**PROBLEM REQUIREMENTS**
For the word "jeans", find each line in the entries where it occurs and copy that line.

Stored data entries
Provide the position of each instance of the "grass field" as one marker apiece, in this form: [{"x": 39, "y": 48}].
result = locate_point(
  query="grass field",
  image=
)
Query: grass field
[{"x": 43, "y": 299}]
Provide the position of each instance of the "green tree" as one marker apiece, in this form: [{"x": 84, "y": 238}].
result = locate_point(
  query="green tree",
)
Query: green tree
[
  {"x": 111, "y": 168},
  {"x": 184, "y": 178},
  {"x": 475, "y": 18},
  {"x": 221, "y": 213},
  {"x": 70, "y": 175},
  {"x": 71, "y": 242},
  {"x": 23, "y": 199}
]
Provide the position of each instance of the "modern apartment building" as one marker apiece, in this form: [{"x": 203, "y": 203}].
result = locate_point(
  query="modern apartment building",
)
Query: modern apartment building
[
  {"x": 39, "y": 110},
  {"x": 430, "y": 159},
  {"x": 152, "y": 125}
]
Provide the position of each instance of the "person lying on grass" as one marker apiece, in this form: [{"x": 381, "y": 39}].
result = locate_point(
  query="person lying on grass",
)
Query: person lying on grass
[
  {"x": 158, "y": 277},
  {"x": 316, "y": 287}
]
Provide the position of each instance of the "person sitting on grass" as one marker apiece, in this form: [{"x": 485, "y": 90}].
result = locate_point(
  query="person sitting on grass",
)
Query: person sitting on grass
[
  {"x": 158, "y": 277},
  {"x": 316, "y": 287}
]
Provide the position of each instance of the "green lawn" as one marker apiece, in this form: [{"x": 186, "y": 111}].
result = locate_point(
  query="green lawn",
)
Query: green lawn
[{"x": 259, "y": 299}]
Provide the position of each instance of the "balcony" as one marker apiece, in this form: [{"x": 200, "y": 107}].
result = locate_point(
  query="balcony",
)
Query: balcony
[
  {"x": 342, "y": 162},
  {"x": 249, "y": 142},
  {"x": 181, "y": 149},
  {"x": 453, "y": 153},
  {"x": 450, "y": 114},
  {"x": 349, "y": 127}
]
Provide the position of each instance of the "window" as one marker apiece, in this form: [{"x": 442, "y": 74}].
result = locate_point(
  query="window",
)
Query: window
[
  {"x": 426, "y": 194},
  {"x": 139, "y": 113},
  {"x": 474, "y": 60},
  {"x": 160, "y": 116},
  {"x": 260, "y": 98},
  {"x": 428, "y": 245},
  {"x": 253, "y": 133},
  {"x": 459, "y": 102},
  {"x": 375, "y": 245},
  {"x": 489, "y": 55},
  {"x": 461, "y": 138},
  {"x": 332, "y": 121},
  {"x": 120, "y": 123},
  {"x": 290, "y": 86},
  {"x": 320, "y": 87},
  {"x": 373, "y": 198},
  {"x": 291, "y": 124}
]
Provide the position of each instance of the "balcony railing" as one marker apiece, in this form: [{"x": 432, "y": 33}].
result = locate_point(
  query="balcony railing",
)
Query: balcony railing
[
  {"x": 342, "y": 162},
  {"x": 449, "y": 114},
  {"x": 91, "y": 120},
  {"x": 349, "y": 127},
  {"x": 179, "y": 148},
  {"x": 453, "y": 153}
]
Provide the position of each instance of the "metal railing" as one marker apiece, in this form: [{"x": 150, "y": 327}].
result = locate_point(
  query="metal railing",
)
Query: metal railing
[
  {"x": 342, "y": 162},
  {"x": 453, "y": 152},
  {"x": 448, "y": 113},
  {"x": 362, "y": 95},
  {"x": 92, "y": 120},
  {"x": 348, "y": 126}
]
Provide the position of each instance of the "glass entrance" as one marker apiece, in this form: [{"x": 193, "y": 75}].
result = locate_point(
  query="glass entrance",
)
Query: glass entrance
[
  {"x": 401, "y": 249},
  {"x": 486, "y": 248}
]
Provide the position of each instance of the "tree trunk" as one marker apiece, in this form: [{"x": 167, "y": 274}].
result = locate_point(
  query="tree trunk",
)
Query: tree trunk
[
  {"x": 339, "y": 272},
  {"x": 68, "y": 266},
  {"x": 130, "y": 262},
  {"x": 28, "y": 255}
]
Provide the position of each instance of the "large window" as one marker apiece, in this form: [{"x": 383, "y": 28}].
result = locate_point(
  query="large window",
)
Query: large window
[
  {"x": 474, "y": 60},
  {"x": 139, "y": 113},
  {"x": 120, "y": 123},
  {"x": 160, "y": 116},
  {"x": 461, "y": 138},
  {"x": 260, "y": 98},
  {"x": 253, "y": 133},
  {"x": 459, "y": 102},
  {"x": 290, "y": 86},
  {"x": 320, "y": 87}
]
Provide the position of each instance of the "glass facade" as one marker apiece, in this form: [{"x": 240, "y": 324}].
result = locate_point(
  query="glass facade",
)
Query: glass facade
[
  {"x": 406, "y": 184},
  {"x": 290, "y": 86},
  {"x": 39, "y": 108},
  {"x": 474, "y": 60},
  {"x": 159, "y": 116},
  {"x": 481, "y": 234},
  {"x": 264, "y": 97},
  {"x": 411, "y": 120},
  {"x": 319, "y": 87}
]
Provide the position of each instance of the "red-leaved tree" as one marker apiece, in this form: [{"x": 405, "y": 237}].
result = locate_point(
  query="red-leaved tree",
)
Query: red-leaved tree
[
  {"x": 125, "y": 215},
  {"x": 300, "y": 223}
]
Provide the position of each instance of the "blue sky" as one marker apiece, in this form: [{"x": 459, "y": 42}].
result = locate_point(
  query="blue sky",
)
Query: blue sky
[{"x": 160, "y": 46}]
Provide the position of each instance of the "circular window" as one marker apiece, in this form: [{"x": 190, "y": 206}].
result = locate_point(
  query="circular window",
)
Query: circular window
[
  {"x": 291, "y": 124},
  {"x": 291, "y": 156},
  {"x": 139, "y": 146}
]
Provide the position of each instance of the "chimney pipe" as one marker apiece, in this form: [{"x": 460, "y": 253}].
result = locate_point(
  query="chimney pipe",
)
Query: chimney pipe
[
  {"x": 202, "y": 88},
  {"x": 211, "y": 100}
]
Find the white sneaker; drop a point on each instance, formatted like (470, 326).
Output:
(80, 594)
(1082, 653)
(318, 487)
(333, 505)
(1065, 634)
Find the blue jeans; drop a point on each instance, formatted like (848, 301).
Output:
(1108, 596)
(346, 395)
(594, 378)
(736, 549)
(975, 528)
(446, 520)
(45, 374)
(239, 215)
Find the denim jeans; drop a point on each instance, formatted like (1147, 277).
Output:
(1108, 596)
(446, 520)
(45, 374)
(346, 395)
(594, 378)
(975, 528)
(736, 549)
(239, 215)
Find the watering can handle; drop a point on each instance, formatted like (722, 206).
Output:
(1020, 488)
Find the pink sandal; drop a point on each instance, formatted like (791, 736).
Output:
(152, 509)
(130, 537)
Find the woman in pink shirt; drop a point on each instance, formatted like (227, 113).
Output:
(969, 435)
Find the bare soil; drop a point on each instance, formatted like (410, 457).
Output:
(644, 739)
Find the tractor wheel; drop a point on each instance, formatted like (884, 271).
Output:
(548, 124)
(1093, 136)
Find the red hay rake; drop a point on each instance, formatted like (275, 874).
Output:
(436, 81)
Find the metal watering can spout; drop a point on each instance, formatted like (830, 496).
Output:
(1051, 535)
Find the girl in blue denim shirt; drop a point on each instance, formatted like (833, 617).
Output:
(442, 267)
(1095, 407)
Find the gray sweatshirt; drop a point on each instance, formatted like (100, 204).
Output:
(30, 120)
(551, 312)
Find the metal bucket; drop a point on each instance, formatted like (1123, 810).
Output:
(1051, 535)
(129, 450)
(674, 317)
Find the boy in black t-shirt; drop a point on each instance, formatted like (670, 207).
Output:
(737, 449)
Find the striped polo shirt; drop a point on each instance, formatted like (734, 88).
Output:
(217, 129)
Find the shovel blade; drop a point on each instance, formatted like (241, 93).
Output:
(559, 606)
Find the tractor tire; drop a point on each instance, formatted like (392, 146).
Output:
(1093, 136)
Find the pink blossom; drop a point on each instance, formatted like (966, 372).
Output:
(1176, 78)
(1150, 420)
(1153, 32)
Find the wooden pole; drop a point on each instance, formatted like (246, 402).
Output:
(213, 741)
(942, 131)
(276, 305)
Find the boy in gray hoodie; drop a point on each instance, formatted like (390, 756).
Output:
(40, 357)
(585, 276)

**RESPONSE AREA**
Find the blue jeans; drop a point on each instance, formatted like (848, 301).
Find the denim jeans; drop a point on each instance, formatted like (1147, 277).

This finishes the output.